*Records excerpted from a collection*.
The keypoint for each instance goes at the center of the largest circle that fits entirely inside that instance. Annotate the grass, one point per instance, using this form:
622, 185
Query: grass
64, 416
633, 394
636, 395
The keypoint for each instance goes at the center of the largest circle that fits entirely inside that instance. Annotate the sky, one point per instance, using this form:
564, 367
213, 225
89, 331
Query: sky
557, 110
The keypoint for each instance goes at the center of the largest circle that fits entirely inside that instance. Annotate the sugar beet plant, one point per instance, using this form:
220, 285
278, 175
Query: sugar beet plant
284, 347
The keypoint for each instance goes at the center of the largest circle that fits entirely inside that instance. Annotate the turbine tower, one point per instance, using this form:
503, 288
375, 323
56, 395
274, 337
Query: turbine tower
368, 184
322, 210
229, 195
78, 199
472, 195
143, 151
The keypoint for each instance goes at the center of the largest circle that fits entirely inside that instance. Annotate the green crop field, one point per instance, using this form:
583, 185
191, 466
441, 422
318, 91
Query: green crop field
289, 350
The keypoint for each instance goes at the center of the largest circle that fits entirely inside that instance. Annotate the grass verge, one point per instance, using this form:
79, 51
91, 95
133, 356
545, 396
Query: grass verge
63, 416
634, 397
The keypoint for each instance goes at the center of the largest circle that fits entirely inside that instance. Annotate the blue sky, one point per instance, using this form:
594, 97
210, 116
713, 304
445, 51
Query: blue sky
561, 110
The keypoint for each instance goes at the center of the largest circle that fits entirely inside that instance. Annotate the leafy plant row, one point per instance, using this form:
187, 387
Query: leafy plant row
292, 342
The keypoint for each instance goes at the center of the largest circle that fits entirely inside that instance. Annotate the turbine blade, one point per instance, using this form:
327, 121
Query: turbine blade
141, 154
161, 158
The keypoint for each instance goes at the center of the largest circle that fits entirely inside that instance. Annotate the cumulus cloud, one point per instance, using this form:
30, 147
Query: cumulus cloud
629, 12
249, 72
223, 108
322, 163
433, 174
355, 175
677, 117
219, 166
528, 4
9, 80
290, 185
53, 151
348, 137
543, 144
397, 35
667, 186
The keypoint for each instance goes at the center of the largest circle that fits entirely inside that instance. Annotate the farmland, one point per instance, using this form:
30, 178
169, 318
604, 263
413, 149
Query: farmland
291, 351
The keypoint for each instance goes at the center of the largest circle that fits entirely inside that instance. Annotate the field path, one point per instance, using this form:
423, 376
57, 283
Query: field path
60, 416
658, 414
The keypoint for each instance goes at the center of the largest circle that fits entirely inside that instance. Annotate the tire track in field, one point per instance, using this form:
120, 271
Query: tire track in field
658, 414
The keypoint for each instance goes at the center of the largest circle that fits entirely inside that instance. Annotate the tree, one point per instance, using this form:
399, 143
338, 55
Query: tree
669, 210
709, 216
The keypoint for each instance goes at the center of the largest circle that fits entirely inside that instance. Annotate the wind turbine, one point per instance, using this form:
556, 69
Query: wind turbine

*WHAT IS BEING ASKED*.
Print the records once more, exactly as they were given.

*EXERCISE ANSWER*.
The keypoint for each instance goes at the center of the largest circle that fits entirely inside that instance. Annotate the grass, one point per instance, using this form:
622, 185
Query: grass
64, 416
633, 394
636, 395
The keypoint for each instance goes at the center of the largest circle that fits entirely inside that instance. Annotate the sky, one point per instance, using this form:
564, 367
213, 225
89, 331
Query: sky
557, 110
The keypoint for each instance goes at the center of the largest circle that fits entirely inside that instance. Annotate the sugar beet plant, one point per instance, using this form:
220, 285
278, 175
Query: sugar beet plant
284, 347
The keypoint for each instance goes at the center of the largest circle that fits entirely inside that instance. Annotate the turbine tower, one point per instance, using this form:
503, 288
375, 323
56, 395
274, 337
Query: turbine tower
368, 184
322, 210
229, 195
78, 199
472, 195
143, 151
The keypoint for each instance goes at the center of the largest circle that fits entirely inside that instance. Annotate the green crop field, one point per instance, using this form:
583, 185
191, 466
441, 422
318, 91
Query: green crop field
289, 350
The keypoint for each instance goes at the center of the largest circle that fits entirely inside that instance. Annotate the grass verge, one point per instance, using this form:
79, 51
91, 95
133, 356
545, 396
Query: grass verge
63, 416
634, 397
The keypoint for each instance goes at the center of the largest circle that fits entirely inside that instance. Annotate the blue sky, one point per instance, using this form:
594, 97
210, 116
713, 304
445, 51
Query: blue sky
561, 110
The keypoint for each instance goes at the center of the largest circle that fits entirely inside that instance. Annotate the leafy plant row, one point per instance, using this form:
187, 387
Query: leafy plant row
292, 342
The keypoint for each instance goes at the center of the largest circle that fits entirely inside that instance. Annotate the turbine blade, one point per instance, using this form:
327, 121
Query: turbine blade
141, 154
161, 158
The keypoint for each instance goes at the center of the largest circle that fits entirely inside that instance. Annotate the cumulus cloud, one point per instance, using this form:
30, 147
Query: cumulus cloud
629, 12
249, 72
223, 108
322, 163
433, 174
355, 175
677, 117
219, 166
528, 4
9, 80
290, 185
53, 151
348, 137
543, 144
397, 35
667, 186
The keypoint for each instance goes at the center of the largest circle that fits entirely inside that instance. Annotate the farmland, one point per instance, using this form:
30, 178
169, 318
604, 263
413, 149
Query: farmland
291, 351
The keypoint for each instance goes at the center of the largest circle that fits entirely inside that instance. Annotate the field path, one point per instance, using this form:
423, 376
57, 283
Query: field path
60, 416
658, 414
The keypoint for each instance goes at the center of the largest circle that fits entirely inside that instance. Annotate the tire track in field, one point per instance, using this form:
120, 271
Query: tire track in field
658, 414
The keypoint for each instance goes at the center of the largest circle that fits entirely inside that instance. Annotate the tree, one point per instance, using this form:
399, 143
338, 55
Query: tree
669, 210
709, 216
The keypoint for each instance goes at the center of the largest circle that fits entirely inside that instance. Annotate the wind turbine, one point per instance, using this form:
556, 69
Query: wind turbine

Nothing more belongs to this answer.